Restate the entries word for word, omitting nothing.

(Items from a data source)

┌────────

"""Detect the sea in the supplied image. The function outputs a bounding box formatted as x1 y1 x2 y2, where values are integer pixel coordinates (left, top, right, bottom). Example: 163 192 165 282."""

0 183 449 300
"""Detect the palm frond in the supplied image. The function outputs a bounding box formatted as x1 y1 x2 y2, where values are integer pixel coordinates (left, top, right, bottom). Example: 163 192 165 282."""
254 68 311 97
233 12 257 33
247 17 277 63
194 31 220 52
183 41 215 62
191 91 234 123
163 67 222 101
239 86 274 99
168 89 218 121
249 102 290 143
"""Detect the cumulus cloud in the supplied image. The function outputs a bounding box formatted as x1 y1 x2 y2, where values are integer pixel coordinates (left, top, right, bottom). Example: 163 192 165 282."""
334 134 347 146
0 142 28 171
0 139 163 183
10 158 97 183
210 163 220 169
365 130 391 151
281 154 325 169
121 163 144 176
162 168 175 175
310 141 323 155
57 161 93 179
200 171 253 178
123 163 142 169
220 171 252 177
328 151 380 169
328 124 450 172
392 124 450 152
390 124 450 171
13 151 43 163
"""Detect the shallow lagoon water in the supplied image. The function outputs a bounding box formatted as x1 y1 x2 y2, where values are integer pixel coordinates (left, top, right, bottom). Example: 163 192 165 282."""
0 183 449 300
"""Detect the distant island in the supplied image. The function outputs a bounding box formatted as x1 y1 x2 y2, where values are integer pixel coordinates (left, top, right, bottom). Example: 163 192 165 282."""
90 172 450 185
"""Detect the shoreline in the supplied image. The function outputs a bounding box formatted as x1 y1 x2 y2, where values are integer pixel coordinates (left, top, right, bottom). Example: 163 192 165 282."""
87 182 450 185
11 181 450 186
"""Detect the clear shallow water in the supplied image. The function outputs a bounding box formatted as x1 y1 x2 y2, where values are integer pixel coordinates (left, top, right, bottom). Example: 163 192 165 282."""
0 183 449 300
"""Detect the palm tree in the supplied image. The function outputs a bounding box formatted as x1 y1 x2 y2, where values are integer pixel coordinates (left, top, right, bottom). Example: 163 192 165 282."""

└────────

* SOLUTION
"""Detect the sea in the supplied image. The function outputs a bounding box formatted as x1 y1 x2 y2, where values are integer pixel coordinates (left, top, right, bottom). Example: 163 192 165 282."""

0 183 449 300
"""Detect the palm frond in the supplied image. The function outputs a bounding box formatted as x1 y1 x2 y2, where values are integer pixel coordinates (left, top, right, bottom). Example: 163 192 165 282."""
254 68 311 97
233 12 257 33
247 17 277 63
194 31 220 52
183 41 215 62
191 91 234 123
163 67 222 101
239 86 274 99
168 89 218 121
249 102 290 143
"""Detect the cumulus cloud in the supplied image. The function outputs a bounding box formatted as x1 y1 x2 y2, where values are integer pixel coordinates (left, top, right, bottom). Example: 163 192 165 282."""
334 134 347 146
0 142 28 171
0 139 163 183
10 158 97 183
210 163 220 169
365 130 391 151
281 154 325 169
121 163 144 176
162 168 175 175
310 141 323 155
57 161 93 179
200 171 253 178
123 163 142 169
220 171 252 177
328 151 380 169
328 124 450 172
392 124 450 152
390 124 450 171
13 151 43 163
"""Detect the shallow lagoon water in the supplied image. The function outputs a bounding box formatted as x1 y1 x2 y2, where values are integer pixel coordinates (left, top, right, bottom). Example: 163 192 165 282."""
0 183 449 300
"""Detect the distant island in the supplied image. The function outputs a bounding box formatted as x1 y1 x2 y2, where values are integer pixel coordinates (left, top, right, bottom). Example: 163 192 165 282."""
90 172 450 185
"""Detect the shoreline in the supplied image. The function outputs a bounding box formatted as x1 y1 x2 y2, where values are integer pixel coordinates (left, top, right, bottom). Example: 163 192 165 282."""
87 182 450 185
11 181 450 186
"""Detect the clear shallow water in the supplied image. The function outputs a bounding box formatted as x1 y1 x2 y2, where values are integer pixel coordinates (left, top, right, bottom). Example: 163 192 165 282."""
0 183 449 300
"""Detect the palm tree in the supplied image. The function outputs a bounding box formatted as x1 y1 x2 y2, where values are integer pixel coordinates (left, top, right, bottom). Example: 163 192 165 282."""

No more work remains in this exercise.